- Source document:
----

Friday, March 22, 2013

When (Wharton)Quakers Quaked ... And Then Crumbled

Someone needs to say it out loud. Wharton's current class blew it. And they blew it big time.

Wharton India Economic Forum (WIEF) has been an annual fixture since 1996 at Wharton business school. Some the most influential Indians, from various walks of life, are invited to two days of stimulating discussion about the promise of India, and how she can go about achieving it. One will be held this year too. Oh ... but the hash that WIEF's organizing team has made of it all this year.

WIEF organizers invited one of the most prominent, and admittedly, polarizing politicians of India - Narendra Modi - to deliver a keynote at this year's gathering. A few UPenn faculty members started a petition against this. The petition gathered some momentum - to the tune of a couple of hundred signers no less. WIEF buckled under the pressure and rescinded the invitation.

We are Quakers. We quake. Even to tremblors that are no more than 2.0. And then we crumble.

----

- Material supplied:

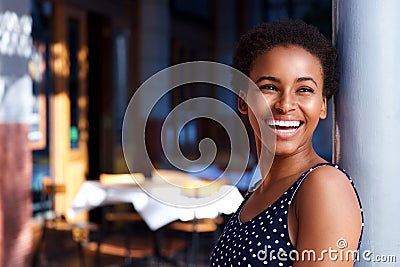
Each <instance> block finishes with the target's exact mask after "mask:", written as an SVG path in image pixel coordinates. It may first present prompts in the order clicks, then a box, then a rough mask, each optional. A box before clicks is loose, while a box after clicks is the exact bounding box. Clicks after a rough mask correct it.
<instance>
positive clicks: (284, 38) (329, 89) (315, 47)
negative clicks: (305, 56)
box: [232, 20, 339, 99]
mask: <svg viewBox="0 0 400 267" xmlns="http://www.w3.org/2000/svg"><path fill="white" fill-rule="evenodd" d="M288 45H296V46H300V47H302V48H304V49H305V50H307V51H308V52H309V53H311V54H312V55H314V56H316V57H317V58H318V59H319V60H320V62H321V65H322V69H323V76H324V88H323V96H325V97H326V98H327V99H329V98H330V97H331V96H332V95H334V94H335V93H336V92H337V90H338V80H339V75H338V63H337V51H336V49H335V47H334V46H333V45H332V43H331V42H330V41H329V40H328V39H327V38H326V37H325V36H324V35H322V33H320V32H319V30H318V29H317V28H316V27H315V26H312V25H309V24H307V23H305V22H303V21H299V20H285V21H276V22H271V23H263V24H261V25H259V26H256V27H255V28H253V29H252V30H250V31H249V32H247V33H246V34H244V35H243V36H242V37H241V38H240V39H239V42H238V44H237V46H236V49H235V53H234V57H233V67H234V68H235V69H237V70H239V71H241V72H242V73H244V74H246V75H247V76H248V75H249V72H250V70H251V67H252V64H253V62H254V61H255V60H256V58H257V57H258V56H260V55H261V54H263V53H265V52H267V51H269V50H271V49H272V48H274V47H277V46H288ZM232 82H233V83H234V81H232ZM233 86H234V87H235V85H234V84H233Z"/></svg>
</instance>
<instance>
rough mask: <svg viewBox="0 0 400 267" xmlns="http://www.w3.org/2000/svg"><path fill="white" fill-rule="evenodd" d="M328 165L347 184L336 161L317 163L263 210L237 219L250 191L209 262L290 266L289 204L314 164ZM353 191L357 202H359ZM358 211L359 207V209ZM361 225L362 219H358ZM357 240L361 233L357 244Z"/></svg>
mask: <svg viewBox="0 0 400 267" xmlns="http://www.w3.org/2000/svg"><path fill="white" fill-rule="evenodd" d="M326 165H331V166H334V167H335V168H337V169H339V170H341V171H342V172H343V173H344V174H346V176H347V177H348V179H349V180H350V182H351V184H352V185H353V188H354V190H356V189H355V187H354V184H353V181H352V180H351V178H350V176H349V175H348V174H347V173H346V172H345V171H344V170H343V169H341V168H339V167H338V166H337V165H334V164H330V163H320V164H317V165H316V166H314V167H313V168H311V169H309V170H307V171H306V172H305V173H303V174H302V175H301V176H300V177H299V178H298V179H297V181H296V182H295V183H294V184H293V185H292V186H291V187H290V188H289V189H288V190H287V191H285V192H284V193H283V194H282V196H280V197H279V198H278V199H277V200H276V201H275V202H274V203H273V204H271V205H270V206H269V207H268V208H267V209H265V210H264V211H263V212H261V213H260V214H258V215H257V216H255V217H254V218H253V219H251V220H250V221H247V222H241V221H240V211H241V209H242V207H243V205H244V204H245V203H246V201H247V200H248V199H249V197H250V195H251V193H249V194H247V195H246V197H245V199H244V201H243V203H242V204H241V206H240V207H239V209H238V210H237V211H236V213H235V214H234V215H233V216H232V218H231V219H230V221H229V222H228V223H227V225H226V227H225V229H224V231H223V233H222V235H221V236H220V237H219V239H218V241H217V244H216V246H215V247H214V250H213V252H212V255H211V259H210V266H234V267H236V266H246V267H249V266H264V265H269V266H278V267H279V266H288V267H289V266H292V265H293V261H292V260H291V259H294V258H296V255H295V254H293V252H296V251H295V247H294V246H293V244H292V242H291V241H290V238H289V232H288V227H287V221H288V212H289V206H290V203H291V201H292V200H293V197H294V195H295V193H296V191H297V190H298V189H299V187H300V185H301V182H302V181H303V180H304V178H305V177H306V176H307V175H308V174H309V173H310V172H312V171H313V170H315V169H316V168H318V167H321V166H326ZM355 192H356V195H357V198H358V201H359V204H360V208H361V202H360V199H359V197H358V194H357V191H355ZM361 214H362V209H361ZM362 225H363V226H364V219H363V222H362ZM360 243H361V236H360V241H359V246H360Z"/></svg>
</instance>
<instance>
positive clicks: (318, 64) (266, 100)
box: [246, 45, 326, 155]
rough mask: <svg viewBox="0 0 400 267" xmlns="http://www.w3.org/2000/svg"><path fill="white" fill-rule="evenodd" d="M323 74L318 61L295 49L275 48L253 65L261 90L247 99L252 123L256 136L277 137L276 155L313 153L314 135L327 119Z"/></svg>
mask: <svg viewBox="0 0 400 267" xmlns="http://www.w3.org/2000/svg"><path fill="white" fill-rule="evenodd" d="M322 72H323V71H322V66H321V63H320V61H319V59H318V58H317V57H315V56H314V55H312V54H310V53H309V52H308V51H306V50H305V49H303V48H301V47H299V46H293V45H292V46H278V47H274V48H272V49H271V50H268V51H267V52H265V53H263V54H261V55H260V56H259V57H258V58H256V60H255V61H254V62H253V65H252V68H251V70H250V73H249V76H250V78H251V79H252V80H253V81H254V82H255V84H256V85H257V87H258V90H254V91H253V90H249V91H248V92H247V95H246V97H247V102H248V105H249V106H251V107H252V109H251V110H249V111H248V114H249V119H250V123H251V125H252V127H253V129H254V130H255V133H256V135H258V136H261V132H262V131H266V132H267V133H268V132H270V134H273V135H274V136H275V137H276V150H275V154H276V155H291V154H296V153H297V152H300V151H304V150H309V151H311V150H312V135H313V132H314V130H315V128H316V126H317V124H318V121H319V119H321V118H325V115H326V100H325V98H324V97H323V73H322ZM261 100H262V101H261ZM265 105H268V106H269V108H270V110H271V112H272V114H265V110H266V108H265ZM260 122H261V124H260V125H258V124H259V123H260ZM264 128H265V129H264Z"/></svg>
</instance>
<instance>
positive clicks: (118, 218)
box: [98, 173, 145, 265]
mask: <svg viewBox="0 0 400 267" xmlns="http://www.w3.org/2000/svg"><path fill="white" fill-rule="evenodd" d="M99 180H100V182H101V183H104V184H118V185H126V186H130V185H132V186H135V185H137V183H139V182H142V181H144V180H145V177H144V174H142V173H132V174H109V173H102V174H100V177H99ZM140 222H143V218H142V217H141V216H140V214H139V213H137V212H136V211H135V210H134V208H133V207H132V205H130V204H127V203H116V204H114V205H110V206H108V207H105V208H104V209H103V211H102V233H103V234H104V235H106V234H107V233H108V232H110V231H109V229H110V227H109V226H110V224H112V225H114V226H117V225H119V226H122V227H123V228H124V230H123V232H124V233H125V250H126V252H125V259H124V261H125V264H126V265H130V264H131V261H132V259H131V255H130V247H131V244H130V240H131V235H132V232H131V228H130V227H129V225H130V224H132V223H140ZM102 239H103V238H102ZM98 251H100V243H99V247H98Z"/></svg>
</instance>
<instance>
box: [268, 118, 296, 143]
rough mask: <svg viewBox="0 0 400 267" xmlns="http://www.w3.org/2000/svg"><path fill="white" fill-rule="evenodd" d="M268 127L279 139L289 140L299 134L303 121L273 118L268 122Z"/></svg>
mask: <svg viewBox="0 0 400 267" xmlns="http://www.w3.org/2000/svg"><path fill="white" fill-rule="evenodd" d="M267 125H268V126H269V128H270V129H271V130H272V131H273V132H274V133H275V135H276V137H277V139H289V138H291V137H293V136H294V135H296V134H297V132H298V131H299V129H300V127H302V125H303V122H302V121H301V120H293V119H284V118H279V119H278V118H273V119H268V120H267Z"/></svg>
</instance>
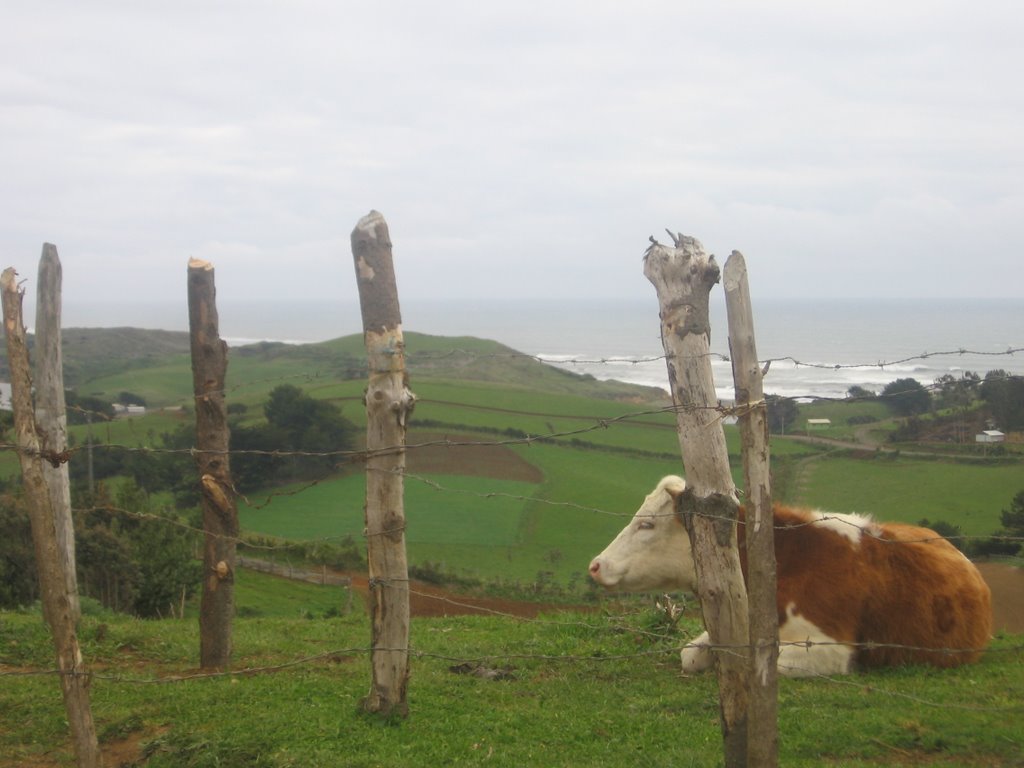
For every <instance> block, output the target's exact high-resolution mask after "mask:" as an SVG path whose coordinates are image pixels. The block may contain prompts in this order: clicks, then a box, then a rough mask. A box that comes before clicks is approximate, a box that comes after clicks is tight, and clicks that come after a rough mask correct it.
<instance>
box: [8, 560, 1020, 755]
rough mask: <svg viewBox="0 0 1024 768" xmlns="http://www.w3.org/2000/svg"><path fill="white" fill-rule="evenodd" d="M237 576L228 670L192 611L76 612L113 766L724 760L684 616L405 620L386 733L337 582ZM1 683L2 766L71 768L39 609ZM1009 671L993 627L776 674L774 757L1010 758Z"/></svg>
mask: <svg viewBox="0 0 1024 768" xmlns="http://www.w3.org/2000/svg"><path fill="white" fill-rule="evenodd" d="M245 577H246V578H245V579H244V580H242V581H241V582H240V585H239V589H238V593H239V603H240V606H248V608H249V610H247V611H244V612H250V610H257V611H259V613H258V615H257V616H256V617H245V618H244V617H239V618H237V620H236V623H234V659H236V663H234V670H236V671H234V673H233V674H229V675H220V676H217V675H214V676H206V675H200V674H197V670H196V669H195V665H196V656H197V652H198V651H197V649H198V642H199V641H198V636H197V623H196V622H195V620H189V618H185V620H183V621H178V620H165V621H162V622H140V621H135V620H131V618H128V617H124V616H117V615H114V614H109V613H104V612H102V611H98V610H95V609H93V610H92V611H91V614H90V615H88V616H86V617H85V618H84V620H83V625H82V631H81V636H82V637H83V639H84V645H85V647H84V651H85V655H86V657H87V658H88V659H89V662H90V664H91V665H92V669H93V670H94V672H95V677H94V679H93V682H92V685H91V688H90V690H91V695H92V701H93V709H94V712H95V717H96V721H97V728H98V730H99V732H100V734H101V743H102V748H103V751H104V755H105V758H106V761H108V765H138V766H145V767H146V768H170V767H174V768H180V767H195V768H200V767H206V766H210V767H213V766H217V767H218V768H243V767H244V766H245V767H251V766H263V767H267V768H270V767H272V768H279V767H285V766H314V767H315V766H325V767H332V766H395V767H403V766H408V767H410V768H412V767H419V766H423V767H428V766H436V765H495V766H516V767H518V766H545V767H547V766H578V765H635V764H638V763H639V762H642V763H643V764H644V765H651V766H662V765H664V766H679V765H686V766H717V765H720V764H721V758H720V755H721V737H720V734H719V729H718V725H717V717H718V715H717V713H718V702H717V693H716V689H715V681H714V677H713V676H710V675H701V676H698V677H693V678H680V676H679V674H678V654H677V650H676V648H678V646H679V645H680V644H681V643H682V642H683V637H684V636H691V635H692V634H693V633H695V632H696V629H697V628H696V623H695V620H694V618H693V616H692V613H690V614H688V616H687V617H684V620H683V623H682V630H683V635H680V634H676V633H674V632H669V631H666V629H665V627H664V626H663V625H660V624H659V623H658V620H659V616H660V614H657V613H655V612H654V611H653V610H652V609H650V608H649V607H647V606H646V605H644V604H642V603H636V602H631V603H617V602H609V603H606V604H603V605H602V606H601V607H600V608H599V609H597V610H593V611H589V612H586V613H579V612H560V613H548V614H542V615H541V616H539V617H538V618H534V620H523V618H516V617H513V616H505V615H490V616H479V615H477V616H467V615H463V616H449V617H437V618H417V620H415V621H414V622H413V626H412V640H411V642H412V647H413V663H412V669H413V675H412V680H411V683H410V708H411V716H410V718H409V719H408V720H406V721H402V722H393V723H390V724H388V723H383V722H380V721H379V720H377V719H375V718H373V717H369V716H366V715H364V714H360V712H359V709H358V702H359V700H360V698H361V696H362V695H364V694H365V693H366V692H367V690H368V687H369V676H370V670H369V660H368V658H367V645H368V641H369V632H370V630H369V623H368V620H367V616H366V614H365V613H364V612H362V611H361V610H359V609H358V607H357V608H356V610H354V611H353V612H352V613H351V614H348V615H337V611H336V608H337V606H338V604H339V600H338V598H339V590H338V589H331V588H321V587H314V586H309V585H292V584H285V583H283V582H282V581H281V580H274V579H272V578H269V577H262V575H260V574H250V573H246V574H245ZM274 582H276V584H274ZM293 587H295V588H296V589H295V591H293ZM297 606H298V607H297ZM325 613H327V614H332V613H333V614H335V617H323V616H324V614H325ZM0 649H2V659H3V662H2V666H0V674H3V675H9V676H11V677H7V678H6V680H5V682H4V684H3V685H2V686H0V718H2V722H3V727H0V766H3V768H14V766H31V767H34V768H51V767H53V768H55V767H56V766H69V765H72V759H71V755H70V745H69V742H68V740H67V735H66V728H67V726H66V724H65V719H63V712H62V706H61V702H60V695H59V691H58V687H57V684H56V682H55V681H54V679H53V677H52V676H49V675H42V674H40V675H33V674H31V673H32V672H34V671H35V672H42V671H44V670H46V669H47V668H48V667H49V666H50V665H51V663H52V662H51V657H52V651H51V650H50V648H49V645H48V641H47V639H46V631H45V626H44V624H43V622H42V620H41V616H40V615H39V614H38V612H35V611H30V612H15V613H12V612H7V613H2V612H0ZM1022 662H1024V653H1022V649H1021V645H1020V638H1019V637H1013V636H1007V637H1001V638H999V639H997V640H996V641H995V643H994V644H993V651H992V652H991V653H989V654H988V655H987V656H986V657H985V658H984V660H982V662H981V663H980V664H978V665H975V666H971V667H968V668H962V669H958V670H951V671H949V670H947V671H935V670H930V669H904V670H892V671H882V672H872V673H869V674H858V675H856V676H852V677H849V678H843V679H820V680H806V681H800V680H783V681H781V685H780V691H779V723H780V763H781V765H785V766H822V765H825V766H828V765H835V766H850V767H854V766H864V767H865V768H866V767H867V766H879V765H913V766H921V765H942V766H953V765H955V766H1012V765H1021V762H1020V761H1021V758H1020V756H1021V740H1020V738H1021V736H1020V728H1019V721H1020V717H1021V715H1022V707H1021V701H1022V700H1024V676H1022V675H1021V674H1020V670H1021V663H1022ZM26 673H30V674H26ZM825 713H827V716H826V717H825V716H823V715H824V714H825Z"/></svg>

----

- Task requirements:
1) Translate this sentence from the post about the Wharton India Economic Forum into Spanish: "WIEF buckled under the pressure and rescinded the invitation."
2) Repeat the part of the Wharton forum post that starts at "When (Wharton)Quakers Quaked" and ends at "all this year.".
The material comes from a separate source and has no connection to the post above.

- Answers by item:
1) El WIEF cedió ante la presión y retiró la invitación.

2)
When (Wharton)Quakers Quaked ... And Then Crumbled

Someone needs to say it out loud. Wharton's current class blew it. And they blew it big time.

Wharton India Economic Forum (WIEF) has been an annual fixture since 1996 at Wharton business school. Some the most influential Indians, from various walks of life, are invited to two days of stimulating discussion about the promise of India, and how she can go about achieving it. One will be held this year too. Oh ... but the hash that WIEF's organizing team has made of it all this year.